#### Instructions for the task:
Output the data below exactly.

#### Records:
▬▬▬▬▬▬▬▬▬▬

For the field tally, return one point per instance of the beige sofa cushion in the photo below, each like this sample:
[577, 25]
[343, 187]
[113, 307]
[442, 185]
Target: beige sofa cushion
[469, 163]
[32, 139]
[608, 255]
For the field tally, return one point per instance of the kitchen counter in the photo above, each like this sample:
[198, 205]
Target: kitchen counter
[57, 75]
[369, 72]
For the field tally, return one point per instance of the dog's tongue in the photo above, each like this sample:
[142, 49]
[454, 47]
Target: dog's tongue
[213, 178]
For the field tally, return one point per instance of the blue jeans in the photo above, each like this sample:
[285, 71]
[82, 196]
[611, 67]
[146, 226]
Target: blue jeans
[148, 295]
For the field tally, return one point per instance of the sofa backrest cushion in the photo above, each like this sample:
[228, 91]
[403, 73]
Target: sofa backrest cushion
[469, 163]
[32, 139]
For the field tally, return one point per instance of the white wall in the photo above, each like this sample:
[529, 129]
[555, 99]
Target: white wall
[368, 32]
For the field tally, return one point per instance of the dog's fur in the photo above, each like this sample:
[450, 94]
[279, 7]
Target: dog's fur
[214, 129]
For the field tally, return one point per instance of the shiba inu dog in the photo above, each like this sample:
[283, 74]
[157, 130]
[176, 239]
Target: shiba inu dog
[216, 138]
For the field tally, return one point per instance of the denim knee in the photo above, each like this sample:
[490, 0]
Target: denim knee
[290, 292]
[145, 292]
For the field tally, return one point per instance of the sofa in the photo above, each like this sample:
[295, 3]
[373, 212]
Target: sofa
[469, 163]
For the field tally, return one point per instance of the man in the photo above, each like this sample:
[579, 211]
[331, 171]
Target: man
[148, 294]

▬▬▬▬▬▬▬▬▬▬

#### Solution to this problem:
For the field tally, return one point per instance of the beige sofa cushion in the photo below, each like this sample:
[577, 25]
[343, 187]
[113, 307]
[442, 185]
Target: beige sofa cushion
[469, 163]
[32, 139]
[608, 255]
For the field tally, return one point per instance of the kitchen counter in the photo above, each like this sample:
[198, 205]
Target: kitchen counter
[57, 75]
[369, 72]
For the field tally, return one point per instance of the dog's tongue in the photo above, each like this sample:
[142, 49]
[454, 47]
Target: dog's tongue
[213, 178]
For the field tally, return one point per instance of the blue jeans in the photo above, each like this sample:
[285, 71]
[82, 196]
[611, 67]
[146, 226]
Target: blue jeans
[148, 295]
For the field tally, return one point per instance of the sofa backrest cushion in the photo above, each like this sample:
[228, 91]
[403, 73]
Target: sofa backrest cushion
[469, 163]
[32, 139]
For the field tally, return one point per instance of the white wall in the photo above, each like this sample:
[529, 129]
[555, 99]
Target: white wall
[368, 32]
For the field tally, return one point per instance of the dog's fur in the photo above, each like this sample:
[450, 94]
[279, 7]
Target: dog's fur
[214, 129]
For the field tally, return one point per instance of the shiba inu dog in the photo above, each like this sample:
[283, 74]
[157, 130]
[176, 239]
Target: shiba inu dog
[216, 138]
For the field tally, return one point per instance of the denim knee in the photo above, each like this sample:
[490, 0]
Target: denim knee
[290, 292]
[145, 292]
For the field tally, return one point per instance of the sofa in the photo above, each like this sample:
[295, 3]
[373, 212]
Target: sofa
[469, 163]
For the field tally, return one point per instance of the man in the photo above, each like this sample:
[579, 211]
[331, 171]
Target: man
[148, 294]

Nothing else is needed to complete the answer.